**Texto**
- - - - -

A igreja do convento de Paderne - porta principal
Estamos perante uma igreja predominantemente
românica-gótica ou protogótica, apresentando elementos barrocos como, por
exemplo, a capela-mor rectangular e profunda e a decoração azulejada existente
no interior.
Enquadra-se em meio rural, dispõe de vasto largo fronteiro,
de espaço envolvente e adro murado, acedido por pequena escadaria no portão de
acesso e definido a sul pelo corpo das dependências conventuais a que se
adossa, corpo projectado significativamente para oeste relativamente à
frontaria.

- - - - -

**Dados do exercício**
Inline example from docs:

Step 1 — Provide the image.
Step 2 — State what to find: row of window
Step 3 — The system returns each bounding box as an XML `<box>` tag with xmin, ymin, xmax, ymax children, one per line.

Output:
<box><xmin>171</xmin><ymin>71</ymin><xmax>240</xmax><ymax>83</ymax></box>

- - - - -

**Tarefa curta A**
Devolva, por favor, o texto sobre a igreja do convento de Paderne completo e sem alterações.
**Tarefa curta B**
Troque "window" por "door" em todos os registros e reescreva-os, deixando o restante igual.

**Solução escrita A**
A igreja do convento de Paderne - porta principal
Estamos perante uma igreja predominantemente
românica-gótica ou protogótica, apresentando elementos barrocos como, por
exemplo, a capela-mor rectangular e profunda e a decoração azulejada existente
no interior.
Enquadra-se em meio rural, dispõe de vasto largo fronteiro,
de espaço envolvente e adro murado, acedido por pequena escadaria no portão de
acesso e definido a sul pelo corpo das dependências conventuais a que se
adossa, corpo projectado significativamente para oeste relativamente à
frontaria.

**Solução escrita B**
Inline example from docs:

Step 1 — Provide the image.
Step 2 — State what to find: row of door
Step 3 — The system returns each bounding box as an XML `<box>` tag with xmin, ymin, xmax, ymax children, one per line.

Output:
<box><xmin>171</xmin><ymin>71</ymin><xmax>240</xmax><ymax>83</ymax></box>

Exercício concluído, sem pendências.